◆ Task brief
Extract the lines starting with the line that contains "Running a dermatology lesion detector. Mark the bald" and going on through the line that contains "[443,384,547,508]", and repeat them without any change.

◆ Collection entries
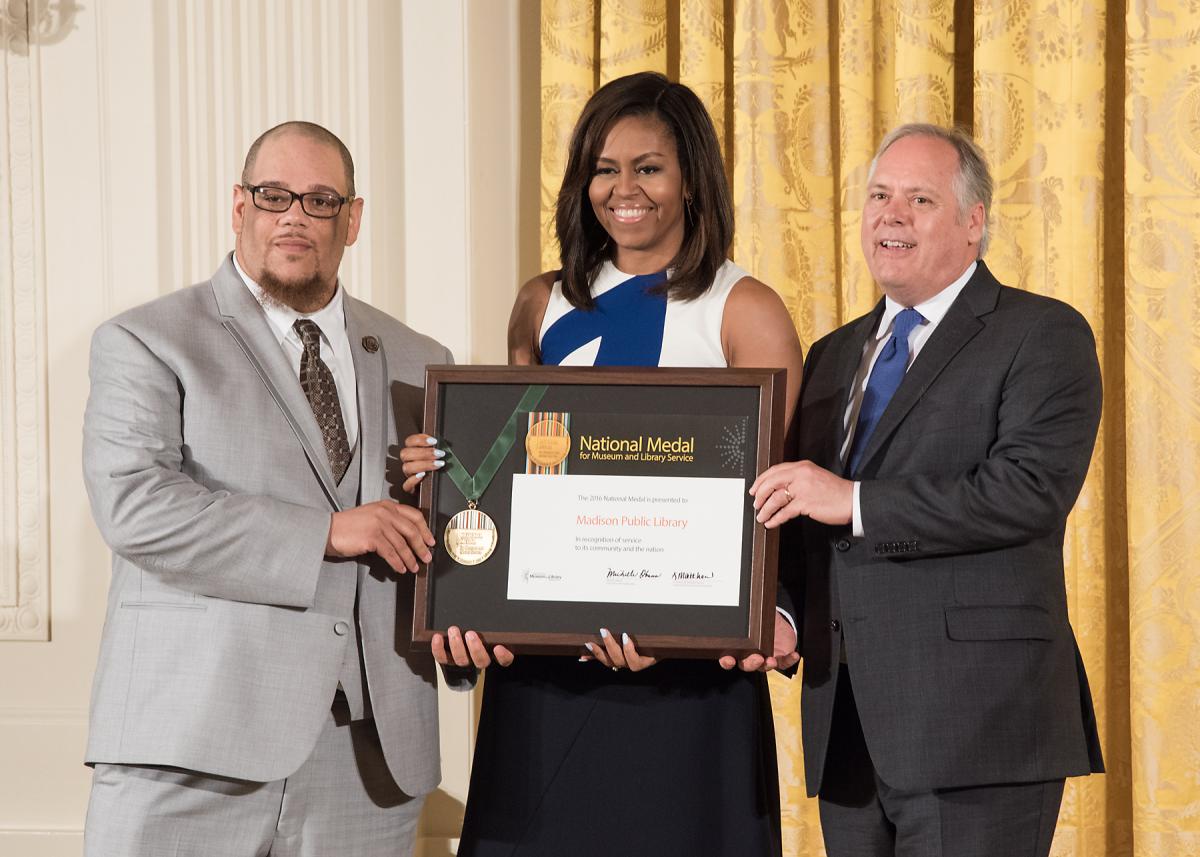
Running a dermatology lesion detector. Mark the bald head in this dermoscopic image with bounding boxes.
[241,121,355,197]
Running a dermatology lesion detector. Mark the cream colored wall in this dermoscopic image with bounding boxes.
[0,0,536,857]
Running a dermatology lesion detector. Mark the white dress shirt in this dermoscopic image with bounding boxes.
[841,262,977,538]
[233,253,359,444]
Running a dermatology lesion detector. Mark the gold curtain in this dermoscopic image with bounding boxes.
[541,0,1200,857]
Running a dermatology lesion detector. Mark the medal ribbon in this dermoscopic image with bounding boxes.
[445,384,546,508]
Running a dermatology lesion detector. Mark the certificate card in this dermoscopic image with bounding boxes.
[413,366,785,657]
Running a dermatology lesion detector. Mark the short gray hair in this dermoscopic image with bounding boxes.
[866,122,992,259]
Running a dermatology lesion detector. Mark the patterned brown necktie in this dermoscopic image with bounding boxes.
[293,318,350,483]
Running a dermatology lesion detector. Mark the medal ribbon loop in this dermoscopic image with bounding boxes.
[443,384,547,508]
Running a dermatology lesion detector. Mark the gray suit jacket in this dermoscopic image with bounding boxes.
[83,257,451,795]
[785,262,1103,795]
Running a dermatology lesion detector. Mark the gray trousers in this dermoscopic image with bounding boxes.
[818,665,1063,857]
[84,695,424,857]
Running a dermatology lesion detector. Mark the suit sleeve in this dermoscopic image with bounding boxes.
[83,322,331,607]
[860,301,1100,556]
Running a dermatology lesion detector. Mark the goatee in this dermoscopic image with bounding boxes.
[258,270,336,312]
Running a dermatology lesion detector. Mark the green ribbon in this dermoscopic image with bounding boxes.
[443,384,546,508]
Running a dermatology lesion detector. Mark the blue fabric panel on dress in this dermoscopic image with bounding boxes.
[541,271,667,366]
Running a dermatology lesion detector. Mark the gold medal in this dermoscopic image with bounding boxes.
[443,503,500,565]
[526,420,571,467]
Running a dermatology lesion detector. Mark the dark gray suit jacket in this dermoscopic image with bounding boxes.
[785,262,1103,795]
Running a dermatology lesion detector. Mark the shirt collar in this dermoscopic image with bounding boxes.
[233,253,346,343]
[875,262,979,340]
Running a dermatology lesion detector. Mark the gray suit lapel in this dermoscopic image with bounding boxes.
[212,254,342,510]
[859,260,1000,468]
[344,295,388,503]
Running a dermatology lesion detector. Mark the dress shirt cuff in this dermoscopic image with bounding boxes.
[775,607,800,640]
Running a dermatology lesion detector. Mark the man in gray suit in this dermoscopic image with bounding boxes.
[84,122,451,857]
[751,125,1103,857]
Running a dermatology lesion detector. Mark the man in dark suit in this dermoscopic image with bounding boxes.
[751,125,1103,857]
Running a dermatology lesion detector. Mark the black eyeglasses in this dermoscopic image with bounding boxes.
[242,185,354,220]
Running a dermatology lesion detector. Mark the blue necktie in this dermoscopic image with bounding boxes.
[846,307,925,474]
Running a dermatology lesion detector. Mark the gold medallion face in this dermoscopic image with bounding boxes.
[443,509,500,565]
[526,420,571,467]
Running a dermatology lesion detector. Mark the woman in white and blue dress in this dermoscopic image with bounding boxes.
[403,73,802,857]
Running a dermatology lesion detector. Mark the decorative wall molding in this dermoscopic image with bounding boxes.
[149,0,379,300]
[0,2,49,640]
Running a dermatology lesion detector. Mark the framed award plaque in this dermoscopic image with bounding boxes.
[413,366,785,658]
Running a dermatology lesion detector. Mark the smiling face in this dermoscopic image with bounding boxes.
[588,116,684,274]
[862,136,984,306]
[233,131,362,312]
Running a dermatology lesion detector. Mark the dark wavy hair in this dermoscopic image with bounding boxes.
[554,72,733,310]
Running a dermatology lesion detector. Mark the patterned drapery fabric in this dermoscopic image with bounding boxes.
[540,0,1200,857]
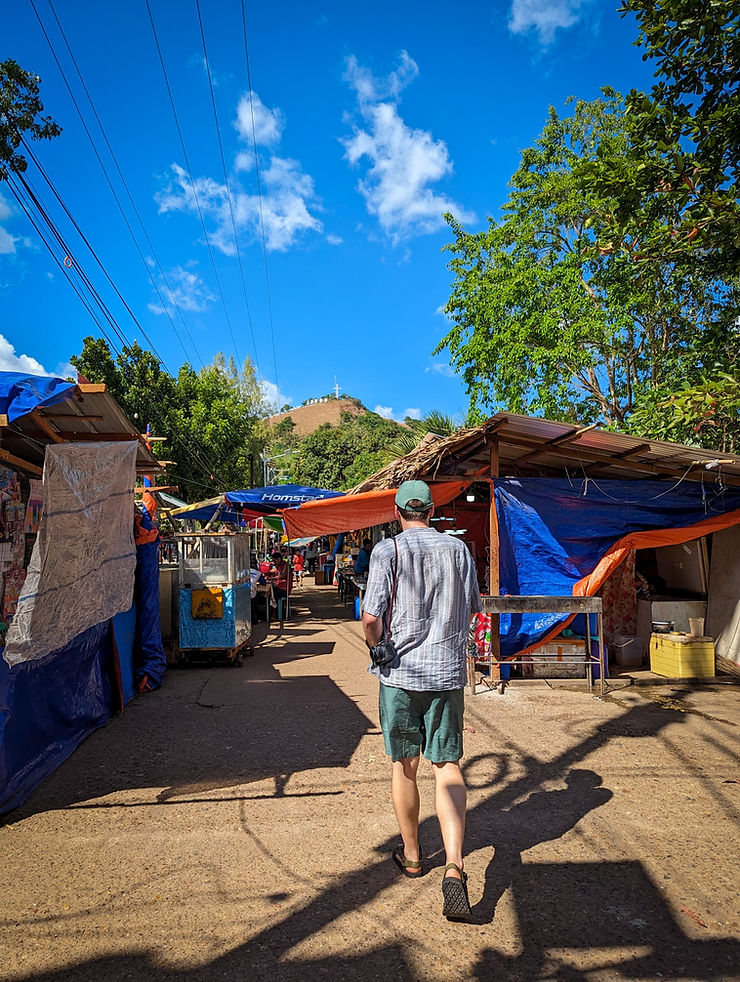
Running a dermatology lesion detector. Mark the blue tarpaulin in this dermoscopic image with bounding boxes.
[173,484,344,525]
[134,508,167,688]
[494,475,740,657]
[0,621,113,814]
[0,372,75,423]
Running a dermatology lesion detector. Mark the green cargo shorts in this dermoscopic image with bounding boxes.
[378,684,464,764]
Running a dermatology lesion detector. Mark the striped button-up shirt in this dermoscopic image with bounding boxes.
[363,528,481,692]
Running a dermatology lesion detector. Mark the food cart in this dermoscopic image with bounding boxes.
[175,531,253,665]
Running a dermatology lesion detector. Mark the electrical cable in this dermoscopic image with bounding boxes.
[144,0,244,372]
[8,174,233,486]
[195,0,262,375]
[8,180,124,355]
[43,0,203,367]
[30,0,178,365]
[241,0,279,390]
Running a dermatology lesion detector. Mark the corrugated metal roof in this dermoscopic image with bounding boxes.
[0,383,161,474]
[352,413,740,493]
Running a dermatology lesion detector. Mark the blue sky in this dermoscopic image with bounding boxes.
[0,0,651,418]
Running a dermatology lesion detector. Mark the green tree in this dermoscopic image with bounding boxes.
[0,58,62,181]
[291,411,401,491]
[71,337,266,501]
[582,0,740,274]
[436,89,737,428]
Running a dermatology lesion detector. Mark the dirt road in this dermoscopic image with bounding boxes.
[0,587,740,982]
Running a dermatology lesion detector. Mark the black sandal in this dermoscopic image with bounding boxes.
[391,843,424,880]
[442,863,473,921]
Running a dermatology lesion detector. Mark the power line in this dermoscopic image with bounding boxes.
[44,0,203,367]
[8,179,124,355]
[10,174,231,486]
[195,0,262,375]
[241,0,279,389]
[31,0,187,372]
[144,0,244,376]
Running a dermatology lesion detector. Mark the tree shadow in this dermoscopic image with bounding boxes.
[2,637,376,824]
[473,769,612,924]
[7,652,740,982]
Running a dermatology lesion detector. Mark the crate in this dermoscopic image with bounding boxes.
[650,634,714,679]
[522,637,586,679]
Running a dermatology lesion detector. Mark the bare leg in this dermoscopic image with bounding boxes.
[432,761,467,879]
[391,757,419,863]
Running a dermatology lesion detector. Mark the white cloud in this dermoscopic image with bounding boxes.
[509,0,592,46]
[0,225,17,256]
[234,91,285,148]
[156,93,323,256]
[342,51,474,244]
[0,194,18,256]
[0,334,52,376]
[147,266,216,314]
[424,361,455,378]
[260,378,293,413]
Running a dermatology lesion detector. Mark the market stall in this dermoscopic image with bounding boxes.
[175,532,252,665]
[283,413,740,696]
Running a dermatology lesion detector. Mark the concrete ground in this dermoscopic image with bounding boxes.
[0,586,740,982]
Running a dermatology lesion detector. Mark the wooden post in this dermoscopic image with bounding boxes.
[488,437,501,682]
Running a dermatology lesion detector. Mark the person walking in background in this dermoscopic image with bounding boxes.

==

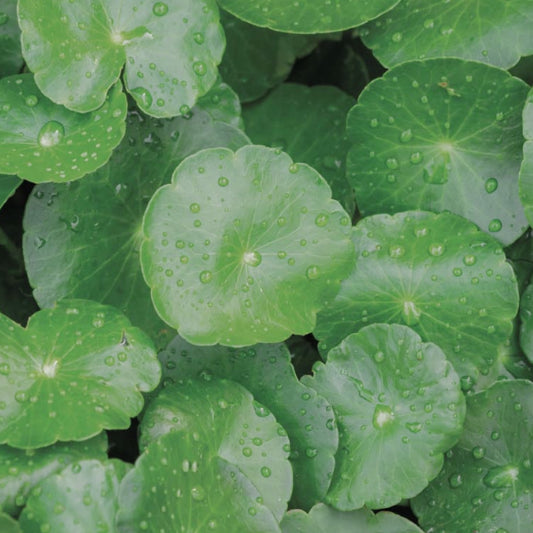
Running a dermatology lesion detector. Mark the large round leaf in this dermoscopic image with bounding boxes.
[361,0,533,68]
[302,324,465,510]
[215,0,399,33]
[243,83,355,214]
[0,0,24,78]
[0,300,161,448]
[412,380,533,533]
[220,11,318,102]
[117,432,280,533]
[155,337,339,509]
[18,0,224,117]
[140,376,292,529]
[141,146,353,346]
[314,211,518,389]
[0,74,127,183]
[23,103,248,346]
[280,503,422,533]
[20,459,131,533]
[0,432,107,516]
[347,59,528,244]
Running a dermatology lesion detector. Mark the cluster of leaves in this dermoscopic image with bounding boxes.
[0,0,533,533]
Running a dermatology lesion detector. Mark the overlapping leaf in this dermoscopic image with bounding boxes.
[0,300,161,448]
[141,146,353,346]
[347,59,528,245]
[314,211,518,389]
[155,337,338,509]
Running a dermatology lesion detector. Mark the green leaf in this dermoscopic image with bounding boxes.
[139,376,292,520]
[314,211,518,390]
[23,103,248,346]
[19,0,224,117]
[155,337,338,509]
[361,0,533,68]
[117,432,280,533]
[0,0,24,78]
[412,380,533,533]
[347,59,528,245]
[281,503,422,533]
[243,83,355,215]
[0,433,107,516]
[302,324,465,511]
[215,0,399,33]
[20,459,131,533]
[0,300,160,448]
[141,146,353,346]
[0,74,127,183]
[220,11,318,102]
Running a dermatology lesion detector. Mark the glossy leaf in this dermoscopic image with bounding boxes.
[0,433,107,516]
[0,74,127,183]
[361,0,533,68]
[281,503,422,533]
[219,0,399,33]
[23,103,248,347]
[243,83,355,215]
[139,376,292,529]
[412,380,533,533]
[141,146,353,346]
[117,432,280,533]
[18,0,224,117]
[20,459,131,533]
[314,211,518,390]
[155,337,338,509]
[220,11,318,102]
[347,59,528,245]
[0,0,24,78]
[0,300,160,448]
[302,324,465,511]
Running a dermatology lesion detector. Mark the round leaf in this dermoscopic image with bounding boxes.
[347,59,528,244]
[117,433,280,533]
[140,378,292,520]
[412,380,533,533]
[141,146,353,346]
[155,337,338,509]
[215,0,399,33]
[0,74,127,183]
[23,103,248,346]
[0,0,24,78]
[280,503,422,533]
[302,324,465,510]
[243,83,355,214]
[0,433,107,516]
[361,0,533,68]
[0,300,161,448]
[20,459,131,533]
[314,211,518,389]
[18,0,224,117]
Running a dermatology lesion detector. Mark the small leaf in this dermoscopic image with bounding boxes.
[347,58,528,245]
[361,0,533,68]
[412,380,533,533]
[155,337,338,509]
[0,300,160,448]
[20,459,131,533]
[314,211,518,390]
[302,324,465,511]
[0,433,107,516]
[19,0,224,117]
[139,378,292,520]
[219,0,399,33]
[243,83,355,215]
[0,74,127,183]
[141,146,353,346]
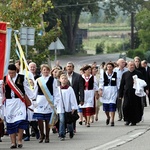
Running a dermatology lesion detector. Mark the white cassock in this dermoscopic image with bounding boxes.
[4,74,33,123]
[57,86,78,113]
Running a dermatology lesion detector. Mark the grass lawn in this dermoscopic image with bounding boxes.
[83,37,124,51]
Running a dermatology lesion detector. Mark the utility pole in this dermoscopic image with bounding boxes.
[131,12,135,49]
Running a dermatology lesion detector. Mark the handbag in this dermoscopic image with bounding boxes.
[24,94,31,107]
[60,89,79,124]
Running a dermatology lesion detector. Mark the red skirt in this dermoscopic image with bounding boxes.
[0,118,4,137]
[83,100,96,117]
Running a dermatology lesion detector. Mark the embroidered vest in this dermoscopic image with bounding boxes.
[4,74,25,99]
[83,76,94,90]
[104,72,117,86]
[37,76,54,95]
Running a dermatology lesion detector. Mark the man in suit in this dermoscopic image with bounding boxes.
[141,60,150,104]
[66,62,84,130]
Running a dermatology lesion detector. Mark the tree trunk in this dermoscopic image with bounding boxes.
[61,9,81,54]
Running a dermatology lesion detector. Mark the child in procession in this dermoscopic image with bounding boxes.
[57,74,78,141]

◆ Task result
Running a dermatology lesion detector. Mark the bald head in this dermoscopic image with bounding boxes.
[241,121,355,197]
Running a dermatology lesion detector. Mark the cream colored wall in this dermoscopic image with bounding boxes.
[0,0,536,857]
Running a dermatology lesion detector. Mark the white dress shirt in this dermoscopic image with bounding boxes.
[841,262,977,538]
[233,253,359,444]
Running a dermatology lesion detector. Mark the gold curtain in this dermoscopic image with bounding boxes.
[541,0,1200,857]
Running a dermatology lesion detector. Mark the medal ribbon in this dermoscopic image with bounding boxes.
[445,384,546,508]
Running a dermatology lesion detector. Mark the certificate card in this dermoscopic image with bounding boxes.
[413,366,785,657]
Running a dermatology lesion detector. Mark the short gray hair in this dermoscopic image with bounding boxes.
[866,122,992,259]
Running a dermatology lesion detector. Mark the patterned brown necktie in this dermoscopic image with bounding boxes.
[293,318,350,483]
Running a dermatology lesion detector. Mark the medal ribbon loop in this dermoscopic image with bounding boxes.
[443,384,547,508]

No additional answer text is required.